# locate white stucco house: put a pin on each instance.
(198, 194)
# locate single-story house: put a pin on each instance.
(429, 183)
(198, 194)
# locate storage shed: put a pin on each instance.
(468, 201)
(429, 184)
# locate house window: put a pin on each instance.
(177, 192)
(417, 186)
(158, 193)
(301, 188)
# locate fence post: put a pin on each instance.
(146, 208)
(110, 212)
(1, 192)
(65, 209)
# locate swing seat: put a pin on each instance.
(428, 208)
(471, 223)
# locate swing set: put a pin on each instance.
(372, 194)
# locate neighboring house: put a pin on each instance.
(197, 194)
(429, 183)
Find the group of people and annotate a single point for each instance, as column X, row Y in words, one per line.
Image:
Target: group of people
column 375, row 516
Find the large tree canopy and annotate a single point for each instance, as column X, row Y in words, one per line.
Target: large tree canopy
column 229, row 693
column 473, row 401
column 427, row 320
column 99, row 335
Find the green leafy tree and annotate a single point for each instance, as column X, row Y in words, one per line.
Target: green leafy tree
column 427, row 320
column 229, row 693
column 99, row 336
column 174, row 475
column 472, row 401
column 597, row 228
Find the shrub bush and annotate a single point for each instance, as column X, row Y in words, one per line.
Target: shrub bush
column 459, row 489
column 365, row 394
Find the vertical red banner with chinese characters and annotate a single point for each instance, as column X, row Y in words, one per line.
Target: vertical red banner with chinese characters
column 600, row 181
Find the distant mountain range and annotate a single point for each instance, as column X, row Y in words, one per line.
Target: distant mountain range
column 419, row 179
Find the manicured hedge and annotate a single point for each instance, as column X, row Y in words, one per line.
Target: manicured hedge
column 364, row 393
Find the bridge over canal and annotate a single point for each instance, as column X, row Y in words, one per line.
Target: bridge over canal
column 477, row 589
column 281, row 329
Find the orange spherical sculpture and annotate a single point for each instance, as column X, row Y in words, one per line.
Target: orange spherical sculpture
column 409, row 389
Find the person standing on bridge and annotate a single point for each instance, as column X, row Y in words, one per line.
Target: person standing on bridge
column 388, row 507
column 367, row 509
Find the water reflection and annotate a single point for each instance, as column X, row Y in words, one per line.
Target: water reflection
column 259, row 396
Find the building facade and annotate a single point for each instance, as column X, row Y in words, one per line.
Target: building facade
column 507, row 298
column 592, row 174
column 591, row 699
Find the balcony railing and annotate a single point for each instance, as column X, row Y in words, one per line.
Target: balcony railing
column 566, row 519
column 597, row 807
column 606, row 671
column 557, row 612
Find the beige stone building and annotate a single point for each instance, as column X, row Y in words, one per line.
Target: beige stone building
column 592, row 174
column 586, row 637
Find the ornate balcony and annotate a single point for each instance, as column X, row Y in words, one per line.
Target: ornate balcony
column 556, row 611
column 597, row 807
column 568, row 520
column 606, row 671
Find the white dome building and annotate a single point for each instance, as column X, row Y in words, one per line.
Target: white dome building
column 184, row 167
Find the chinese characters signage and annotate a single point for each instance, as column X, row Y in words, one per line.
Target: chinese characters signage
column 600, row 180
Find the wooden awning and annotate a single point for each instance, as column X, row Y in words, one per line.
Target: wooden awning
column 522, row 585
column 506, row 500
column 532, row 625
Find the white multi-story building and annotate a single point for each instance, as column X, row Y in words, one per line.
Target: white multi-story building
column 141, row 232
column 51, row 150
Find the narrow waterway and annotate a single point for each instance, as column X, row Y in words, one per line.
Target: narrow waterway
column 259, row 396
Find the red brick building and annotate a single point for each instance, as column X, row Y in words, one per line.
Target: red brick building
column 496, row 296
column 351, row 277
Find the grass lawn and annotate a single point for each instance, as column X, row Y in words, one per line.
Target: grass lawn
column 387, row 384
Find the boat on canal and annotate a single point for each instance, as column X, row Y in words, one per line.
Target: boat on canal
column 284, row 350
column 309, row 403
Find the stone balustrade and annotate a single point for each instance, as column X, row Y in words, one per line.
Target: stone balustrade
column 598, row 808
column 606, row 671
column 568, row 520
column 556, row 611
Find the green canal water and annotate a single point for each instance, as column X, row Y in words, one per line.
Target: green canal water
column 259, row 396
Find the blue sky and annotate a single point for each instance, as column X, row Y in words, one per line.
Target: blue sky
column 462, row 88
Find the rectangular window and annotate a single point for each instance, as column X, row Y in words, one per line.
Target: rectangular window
* * * * * * * * *
=== What the exercise asks ===
Locate the word "rectangular" in the data above. Copy every line carrying it.

=== Solved problem ===
Find the rectangular window and annotate a single point for each instance, as column X, row Y in words, one per line.
Target: rectangular window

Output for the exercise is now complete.